- [RECORDS FOR THIS TASK]
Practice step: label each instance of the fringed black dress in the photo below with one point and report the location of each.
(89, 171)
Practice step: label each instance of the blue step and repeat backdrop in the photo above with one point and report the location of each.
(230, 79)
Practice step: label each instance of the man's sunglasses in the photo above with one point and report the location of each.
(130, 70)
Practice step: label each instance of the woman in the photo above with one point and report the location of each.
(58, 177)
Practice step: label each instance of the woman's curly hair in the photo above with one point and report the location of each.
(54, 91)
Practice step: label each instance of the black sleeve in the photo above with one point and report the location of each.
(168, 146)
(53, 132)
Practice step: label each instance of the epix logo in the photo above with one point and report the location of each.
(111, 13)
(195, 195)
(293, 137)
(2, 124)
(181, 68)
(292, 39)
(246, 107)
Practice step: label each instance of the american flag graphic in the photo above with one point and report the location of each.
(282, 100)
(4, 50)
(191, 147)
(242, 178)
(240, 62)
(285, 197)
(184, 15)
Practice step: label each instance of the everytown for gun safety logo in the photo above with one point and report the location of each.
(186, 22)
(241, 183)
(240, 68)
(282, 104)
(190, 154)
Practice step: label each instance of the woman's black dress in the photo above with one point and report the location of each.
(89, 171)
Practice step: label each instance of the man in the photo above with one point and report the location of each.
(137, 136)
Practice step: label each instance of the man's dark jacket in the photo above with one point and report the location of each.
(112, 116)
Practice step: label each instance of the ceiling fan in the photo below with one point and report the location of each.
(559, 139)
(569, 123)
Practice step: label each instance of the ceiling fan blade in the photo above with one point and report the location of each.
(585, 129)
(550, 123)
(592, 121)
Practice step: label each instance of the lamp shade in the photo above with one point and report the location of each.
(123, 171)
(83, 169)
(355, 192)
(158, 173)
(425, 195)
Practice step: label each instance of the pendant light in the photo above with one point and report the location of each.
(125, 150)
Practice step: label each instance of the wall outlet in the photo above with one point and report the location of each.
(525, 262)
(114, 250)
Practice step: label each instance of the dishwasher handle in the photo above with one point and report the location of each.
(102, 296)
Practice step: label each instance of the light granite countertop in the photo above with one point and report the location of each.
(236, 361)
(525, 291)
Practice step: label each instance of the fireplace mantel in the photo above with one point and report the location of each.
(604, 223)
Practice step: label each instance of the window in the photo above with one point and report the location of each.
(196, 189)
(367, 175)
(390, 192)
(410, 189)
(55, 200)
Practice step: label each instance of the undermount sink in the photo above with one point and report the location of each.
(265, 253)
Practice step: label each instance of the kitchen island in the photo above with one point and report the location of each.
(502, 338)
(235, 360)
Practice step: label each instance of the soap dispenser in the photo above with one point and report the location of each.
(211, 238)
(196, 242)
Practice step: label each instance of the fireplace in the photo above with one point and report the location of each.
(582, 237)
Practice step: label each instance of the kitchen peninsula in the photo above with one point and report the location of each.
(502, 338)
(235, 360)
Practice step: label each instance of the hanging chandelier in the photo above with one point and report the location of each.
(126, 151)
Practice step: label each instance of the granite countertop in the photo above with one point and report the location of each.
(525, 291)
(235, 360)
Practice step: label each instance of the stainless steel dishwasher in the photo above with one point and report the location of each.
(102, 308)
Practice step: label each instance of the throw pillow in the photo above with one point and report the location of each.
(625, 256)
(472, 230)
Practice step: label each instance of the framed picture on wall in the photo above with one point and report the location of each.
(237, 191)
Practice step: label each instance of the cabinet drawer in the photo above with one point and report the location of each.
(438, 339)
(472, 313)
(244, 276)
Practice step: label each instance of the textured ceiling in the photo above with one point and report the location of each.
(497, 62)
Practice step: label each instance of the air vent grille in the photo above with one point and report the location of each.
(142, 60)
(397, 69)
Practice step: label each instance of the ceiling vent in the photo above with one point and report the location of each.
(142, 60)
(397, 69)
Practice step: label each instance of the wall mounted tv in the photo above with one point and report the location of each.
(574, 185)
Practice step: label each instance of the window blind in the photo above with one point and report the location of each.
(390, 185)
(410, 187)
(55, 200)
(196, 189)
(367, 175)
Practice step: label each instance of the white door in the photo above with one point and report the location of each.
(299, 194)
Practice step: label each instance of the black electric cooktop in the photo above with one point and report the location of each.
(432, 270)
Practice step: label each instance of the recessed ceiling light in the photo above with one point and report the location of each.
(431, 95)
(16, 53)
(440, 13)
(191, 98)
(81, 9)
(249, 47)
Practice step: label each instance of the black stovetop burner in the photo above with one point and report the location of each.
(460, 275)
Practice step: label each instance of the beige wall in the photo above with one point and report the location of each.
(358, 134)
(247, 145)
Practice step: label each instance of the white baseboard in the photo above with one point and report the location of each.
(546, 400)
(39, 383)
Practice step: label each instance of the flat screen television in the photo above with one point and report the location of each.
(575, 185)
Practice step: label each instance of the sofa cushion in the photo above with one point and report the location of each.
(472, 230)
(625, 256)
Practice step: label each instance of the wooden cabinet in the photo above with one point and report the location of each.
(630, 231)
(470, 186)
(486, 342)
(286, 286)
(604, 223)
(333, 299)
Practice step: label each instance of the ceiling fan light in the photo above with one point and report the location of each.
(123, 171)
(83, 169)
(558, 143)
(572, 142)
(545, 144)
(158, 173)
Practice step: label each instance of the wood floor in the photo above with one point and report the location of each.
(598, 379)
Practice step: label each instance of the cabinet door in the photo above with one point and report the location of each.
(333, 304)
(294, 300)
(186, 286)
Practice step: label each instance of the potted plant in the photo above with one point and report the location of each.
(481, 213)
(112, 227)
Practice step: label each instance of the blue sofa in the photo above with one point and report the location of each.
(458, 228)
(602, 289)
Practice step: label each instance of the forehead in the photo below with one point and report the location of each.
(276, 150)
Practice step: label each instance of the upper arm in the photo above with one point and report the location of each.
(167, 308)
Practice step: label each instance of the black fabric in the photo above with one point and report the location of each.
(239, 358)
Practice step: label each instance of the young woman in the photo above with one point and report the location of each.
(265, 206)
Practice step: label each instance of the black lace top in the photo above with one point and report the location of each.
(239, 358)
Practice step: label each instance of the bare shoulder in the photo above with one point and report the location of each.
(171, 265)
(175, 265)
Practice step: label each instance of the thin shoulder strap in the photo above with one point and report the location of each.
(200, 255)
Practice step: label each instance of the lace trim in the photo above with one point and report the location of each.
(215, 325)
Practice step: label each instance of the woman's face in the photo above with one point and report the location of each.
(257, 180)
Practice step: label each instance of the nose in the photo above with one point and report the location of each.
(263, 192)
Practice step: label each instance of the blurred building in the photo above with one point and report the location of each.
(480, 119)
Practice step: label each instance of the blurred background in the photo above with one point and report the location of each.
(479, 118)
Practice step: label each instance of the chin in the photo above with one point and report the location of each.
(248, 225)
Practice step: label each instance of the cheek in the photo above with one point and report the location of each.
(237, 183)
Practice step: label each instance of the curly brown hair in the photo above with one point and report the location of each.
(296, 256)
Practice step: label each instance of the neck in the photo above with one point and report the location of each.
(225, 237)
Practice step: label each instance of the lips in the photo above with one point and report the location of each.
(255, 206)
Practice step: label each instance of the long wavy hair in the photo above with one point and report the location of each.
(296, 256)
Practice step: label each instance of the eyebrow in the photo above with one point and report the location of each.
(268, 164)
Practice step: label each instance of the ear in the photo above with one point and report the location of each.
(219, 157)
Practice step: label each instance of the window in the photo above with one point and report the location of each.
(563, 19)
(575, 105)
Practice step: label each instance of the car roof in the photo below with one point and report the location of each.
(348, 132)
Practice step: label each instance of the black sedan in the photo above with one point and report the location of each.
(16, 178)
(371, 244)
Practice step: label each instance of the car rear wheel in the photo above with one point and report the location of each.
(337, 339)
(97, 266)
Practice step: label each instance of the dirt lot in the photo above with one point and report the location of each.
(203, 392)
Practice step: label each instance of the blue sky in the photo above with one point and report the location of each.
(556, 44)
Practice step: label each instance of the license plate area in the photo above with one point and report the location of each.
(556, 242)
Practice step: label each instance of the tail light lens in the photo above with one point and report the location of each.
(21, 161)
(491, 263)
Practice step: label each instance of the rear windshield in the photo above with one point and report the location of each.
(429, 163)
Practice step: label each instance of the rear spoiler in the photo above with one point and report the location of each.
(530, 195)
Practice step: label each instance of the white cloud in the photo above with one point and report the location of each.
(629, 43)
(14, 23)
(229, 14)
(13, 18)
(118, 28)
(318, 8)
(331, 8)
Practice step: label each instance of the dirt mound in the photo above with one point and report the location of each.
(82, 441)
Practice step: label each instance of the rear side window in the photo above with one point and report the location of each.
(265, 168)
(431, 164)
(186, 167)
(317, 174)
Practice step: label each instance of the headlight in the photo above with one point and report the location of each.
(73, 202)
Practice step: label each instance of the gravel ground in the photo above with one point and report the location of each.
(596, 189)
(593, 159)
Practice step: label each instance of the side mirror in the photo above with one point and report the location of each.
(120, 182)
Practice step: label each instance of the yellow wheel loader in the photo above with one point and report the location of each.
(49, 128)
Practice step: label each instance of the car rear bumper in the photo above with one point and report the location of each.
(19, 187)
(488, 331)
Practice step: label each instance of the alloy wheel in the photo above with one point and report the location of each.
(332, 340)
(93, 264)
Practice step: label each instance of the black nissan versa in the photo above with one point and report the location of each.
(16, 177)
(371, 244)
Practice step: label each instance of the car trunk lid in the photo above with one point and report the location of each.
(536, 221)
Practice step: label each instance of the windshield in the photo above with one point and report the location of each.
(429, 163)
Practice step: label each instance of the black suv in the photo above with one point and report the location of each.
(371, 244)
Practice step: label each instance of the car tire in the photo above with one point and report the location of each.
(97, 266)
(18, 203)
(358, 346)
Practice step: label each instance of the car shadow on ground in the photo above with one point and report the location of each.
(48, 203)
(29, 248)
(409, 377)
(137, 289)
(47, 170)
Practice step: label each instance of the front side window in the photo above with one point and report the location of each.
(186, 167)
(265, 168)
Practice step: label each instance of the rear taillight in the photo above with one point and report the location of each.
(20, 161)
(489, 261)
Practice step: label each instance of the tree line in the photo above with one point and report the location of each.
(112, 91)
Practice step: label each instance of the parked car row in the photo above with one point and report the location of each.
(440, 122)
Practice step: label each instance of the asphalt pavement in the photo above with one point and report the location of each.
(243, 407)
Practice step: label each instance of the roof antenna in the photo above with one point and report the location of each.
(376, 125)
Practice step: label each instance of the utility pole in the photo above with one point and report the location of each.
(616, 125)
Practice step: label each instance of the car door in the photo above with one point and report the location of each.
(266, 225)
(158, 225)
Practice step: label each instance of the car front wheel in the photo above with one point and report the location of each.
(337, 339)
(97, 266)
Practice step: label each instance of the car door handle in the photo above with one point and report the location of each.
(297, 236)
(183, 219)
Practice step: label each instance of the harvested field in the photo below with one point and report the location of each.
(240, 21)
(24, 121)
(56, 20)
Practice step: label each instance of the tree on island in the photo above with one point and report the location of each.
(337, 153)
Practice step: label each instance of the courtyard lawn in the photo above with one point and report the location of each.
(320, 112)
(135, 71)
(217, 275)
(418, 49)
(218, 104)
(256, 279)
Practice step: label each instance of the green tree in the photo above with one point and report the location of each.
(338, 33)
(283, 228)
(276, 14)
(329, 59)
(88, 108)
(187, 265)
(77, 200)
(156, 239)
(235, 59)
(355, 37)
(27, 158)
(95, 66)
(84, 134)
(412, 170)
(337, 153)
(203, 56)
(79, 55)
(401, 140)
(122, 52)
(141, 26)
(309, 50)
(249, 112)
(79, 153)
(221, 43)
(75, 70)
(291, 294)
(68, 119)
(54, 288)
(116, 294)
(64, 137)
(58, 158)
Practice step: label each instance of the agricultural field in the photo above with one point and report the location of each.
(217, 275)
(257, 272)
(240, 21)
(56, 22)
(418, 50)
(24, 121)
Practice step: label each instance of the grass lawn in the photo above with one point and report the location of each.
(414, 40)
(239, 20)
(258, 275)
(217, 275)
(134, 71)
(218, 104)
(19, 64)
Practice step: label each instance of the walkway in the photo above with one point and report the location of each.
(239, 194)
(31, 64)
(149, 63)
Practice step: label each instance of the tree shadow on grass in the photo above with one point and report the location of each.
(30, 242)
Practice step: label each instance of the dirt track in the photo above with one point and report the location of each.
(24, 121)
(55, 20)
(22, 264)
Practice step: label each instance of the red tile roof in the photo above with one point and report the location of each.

- [DIRECTION] Repeat, character for character, the lines from the one that holds "Practice step: label each instance of the car door handle" to the final line of the material, inclusive, and no other lines.

- [COMPLETED EXERCISE]
Practice step: label each instance of the car door handle in the photo above with one point and report the location of each.
(297, 236)
(183, 219)
Practice step: label each instance of the harvested field in the photo below with one point and report the location of each.
(240, 21)
(24, 121)
(56, 20)
Practice step: label each instance of the tree on island in the photo above with one point and report the location of each.
(337, 153)
Practice step: label each instance of the courtyard lawn in the photo above with one point and report the location of each.
(320, 112)
(135, 71)
(217, 275)
(418, 49)
(218, 104)
(256, 279)
Practice step: label each instance of the green tree in the photo above with one point and report the location of each.
(338, 33)
(283, 228)
(276, 14)
(329, 59)
(88, 108)
(187, 265)
(77, 200)
(156, 239)
(235, 59)
(355, 37)
(27, 158)
(95, 66)
(84, 134)
(412, 170)
(337, 153)
(203, 56)
(79, 55)
(401, 140)
(122, 52)
(141, 26)
(309, 50)
(249, 112)
(79, 153)
(221, 43)
(75, 70)
(291, 294)
(68, 119)
(54, 288)
(116, 294)
(64, 137)
(58, 158)
Practice step: label each instance of the agricultural field in the photo above with one point and report the location of each.
(217, 275)
(257, 272)
(240, 21)
(56, 22)
(418, 50)
(24, 121)
Practice step: label each instance of the grass lawn in the photo above with one point and report the location of each.
(414, 40)
(239, 20)
(258, 275)
(217, 275)
(134, 71)
(218, 104)
(19, 64)
Practice step: label each instance of the walkway in the photo above with one point and report the location of each.
(239, 194)
(31, 64)
(149, 63)
Practice step: label each instance of the tree shadow on grass in the photo above with one point and report the location of each.
(30, 242)
Practice step: label each instance of the dirt track in the photo above with one point and report the location of each.
(24, 121)
(55, 20)
(22, 264)
Practice step: label each instance of the red tile roof in the photo above with one point and report the location of each.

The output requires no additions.